**** DATA SECTION

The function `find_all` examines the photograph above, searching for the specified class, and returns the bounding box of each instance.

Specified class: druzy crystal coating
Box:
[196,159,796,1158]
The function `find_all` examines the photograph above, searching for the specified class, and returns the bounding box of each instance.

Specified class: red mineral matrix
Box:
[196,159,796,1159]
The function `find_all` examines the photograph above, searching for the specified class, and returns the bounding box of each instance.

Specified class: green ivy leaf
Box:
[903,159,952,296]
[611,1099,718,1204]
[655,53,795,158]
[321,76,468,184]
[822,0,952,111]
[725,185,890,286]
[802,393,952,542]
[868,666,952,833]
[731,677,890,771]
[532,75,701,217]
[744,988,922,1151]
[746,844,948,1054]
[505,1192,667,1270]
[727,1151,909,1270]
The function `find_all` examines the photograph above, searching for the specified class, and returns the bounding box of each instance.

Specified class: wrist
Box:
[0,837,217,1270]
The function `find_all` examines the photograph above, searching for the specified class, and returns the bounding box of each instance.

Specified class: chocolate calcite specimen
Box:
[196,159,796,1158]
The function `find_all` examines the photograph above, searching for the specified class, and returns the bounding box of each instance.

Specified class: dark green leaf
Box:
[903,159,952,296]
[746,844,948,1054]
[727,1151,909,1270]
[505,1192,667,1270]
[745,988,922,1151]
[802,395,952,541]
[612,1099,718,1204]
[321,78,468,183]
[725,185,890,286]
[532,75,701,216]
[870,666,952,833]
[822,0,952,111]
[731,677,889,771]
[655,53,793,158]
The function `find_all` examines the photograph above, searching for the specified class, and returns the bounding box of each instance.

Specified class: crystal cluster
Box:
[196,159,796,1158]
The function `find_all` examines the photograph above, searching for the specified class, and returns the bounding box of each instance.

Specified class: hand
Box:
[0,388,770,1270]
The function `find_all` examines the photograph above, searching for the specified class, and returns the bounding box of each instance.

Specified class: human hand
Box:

********

## AIM
Extract every line of the material above and reproduce each one unchanged.

## EXPECTED OUTPUT
The function `find_all` examines the photograph above, searching for the specified class, and returns the bounding box of each instance.

Specified class: druzy crystal coating
Box:
[196,159,796,1158]
The function `find_all` examines the photograph above, searching for the specified class, and returns the bounding box of each instance.

Specified class: red mineral matrix
Box:
[196,159,796,1159]
The function `find_all` examines the photograph above, searching for the specified class, and returns the bounding box of each instance.

Specified class: green ivy leaf
Box:
[903,159,952,296]
[611,1099,718,1204]
[655,53,795,158]
[321,76,468,184]
[822,0,952,111]
[725,185,890,286]
[802,393,952,542]
[868,666,952,833]
[731,677,890,771]
[532,75,701,217]
[744,988,922,1151]
[746,844,948,1054]
[505,1192,667,1270]
[727,1151,909,1270]
The function `find_all` examines the photograph above, searching for the specified class, and returns the bounding box of each instance.

Specified class: wrist
Box:
[0,837,217,1270]
The function `find_all` examines the photograph above, searching for the specified class, and returns the bounding box of each instance.

Specified class: chocolate calcite specimen
Box:
[196,159,796,1158]
The function `find_all` examines the photograph above, searching for the specified class, and returns the bounding box of each instance.

Specified class: dark green leaf
Box:
[903,159,952,296]
[746,844,948,1054]
[727,1151,909,1270]
[505,1192,667,1270]
[745,988,922,1151]
[802,395,952,541]
[612,1099,718,1204]
[321,78,468,183]
[725,185,890,286]
[532,75,701,216]
[870,666,952,833]
[822,0,952,111]
[731,677,889,771]
[655,53,793,158]
The function `find_all` examines the photograph above, searching for the specified class, and returns the bounding box of each instance.

Specified class: crystal cluster
Box:
[196,159,796,1158]
The function `find_all` examines the photograph above, searching for the specified class, and returns the bounding box of each instance.

Specified class: hand
Box:
[0,388,770,1270]
The function `find_all` examines the photograph above, searching for the specified class, and returns the bounding box of each instance.

Specified class: human hand
Box:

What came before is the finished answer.